:: Extract provided ::
---*---

I’m worried about the toll that fisheries disasters will have on Alaskans, as livelihoods and ways of life hang in the balance.  I also recognize that we already have a mental health epidemic in Alaska, with suicide far too prevalent in many communities.  We have made progress on crucial services and access to care, but have to do more to address the underlying intergenerational trauma driving many health disparities.     

As a part of that, it is important to help families and communities heal from the shameful policies that separated children from parents during the Indian boarding school era.  Liz La quen náay [LAH-goo-nye] Medicine Crow, Emily Edenshaw from the Alaska Native Heritage Center, and others have put forward ideas to promote healing.  And I’m proud to be the lead sponsor of the Truth and Healing Commission on Indian Boarding Schools Act, which would advance many of those ideas into law.

As we look forward to a new Congress, I plan to expand a new program I have created to help address contaminated lands. 

To push the Department of the Interior to process allotments for Vietnam-era veterans and open new lands closer to their homes. 

To keep building consensus so we finally secure land for the Landless, and keep up the fight for a life-saving road for the people of King Cove.

I will also continue to make our changing Arctic a priority, with you at the table and guiding decisions every step of the way.  My recent Arctic Commitment Act focuses on security, shipping, mapping, ports, research, and trade—all of the items that Julie, Melanie Banhke, and so many of you have spotlighted as opportunities, challenges, and needs.       

The final challenge I want to speak to is one of our most fundamental—the need for housing, which affects every part of our lives.  Housing is a problem just about everywhere, whether you’re in the largest Native community in Anchorage or in rural Alaska, where costs are high and overcrowding is all too common.

We’ve taken some good steps, like a $100 million increase for the Indian Housing Block Grant program, and greater resources for Native veterans threatened by homelessness.  But we can’t do enough, fast enough, to solve this crisis.  I have mentioned a lot of priorities today, but housing is at the top of my list for next year, and we all need to pull together on it.   

As I mentioned at the start of my remarks, I’m so optimistic right now.  I recognize the challenges we face, but firmly believe we will overcome them.  We know how to do that.  By working together.  And that’s why your theme – celebrating our unity – is so important.

---*---

:: Dataset content ::
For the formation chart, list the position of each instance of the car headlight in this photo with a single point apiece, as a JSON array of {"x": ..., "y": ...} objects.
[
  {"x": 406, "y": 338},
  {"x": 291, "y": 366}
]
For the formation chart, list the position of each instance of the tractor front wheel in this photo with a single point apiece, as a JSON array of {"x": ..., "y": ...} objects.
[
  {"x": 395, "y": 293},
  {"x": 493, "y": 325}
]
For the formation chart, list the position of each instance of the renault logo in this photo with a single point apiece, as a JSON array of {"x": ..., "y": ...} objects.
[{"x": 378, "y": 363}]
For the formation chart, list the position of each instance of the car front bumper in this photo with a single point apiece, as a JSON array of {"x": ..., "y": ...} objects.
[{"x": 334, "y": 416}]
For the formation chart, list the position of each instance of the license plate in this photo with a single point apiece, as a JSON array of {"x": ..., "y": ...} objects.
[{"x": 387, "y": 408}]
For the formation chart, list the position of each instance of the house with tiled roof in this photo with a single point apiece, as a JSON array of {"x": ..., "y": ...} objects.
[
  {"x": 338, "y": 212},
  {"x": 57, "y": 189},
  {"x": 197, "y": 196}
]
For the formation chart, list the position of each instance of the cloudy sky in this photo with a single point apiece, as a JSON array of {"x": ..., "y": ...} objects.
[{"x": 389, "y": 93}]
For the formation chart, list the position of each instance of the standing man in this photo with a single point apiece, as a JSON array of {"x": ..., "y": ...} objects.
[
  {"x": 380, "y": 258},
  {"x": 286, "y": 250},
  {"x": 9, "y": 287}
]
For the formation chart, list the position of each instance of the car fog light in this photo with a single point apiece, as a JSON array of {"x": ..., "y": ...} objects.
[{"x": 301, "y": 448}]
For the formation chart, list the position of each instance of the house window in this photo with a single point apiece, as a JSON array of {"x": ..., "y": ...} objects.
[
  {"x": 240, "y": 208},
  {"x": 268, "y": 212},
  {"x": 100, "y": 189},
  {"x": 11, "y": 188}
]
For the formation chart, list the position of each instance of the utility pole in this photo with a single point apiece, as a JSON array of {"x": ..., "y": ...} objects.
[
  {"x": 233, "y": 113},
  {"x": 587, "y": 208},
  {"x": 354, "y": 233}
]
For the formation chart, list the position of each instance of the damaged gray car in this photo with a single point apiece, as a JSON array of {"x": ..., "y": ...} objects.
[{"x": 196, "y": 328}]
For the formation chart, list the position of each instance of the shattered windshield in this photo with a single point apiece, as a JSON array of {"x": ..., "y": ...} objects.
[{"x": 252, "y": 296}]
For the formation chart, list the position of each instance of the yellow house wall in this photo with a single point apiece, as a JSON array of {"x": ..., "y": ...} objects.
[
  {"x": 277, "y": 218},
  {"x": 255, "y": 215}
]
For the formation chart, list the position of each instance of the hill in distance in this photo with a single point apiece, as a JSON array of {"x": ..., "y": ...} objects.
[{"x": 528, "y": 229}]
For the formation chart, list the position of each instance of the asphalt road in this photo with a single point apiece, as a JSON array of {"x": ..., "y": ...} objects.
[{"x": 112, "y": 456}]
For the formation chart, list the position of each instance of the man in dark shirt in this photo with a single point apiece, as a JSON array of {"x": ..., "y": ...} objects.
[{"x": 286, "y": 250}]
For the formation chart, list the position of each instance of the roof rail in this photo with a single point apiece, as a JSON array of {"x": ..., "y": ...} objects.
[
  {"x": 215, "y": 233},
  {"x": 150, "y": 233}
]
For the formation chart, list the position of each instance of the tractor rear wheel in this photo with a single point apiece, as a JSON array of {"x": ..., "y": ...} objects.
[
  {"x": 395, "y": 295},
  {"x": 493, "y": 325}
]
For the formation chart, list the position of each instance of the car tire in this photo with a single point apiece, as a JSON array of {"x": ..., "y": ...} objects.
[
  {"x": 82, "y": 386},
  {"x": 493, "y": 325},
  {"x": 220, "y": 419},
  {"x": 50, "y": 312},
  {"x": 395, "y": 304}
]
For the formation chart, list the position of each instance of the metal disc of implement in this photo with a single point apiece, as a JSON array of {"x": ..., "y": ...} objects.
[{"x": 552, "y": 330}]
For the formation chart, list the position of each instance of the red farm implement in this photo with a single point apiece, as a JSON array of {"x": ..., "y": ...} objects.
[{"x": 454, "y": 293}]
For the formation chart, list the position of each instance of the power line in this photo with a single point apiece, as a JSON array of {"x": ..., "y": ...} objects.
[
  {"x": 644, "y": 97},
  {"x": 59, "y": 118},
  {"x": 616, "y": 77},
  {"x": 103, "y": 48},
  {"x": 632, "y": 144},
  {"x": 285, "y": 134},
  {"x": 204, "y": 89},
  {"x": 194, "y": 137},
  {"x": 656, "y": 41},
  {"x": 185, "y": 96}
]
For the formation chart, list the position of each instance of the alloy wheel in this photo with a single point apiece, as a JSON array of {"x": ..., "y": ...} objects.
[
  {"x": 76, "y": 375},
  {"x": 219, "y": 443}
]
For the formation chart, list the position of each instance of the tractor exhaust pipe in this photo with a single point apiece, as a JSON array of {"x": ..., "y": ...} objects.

---*---

:: What the task requires ::
Carry on the speech about Alaska Native priorities past its last sentence. The material that comes after the speech can be set aside.

:: Written answer ::
A few years ago, I had the opportunity to visit Shungnak.  And I’ve never forgotten the theme that their school, and really the entire community, have adopted. 

“It’s a We.” 

Not an I, not a Me. 

“It’s a We.” 

You’ll see that on banners and t-shirts.  And you’ll see people living it.  Knowing the value of partnership.  Knowing that no individual can do as much as all of us, working together.          

That same spirit extends beyond Shungnak, to this broader community.  And that’s why I am so optimistic about the future.  Because we are partners, who work together to make things happen. 

It’s not lost on me that at the root of so many issues being discussed this week is a failure to listen to Native peoples—by those who like to propose solutions for you, rather than advocating for solutions from you.

For as long as I have the privilege of representing you, I will always choose that latter path.  We will continue to have our conversations in your communities, in airports, in hallways, and in atriums like the one outside this room.  We will continue our work together to accomplish what we can, and what we must, so that all Native people can thrive. 

I am blessed to be invited to your communities.  I listen to you and hear you.  And when I go back to Washington, DC, I work for you.

It is an honor to represent you.  And thank you for being such great partners on behalf of your families, communities, tribes, and regions.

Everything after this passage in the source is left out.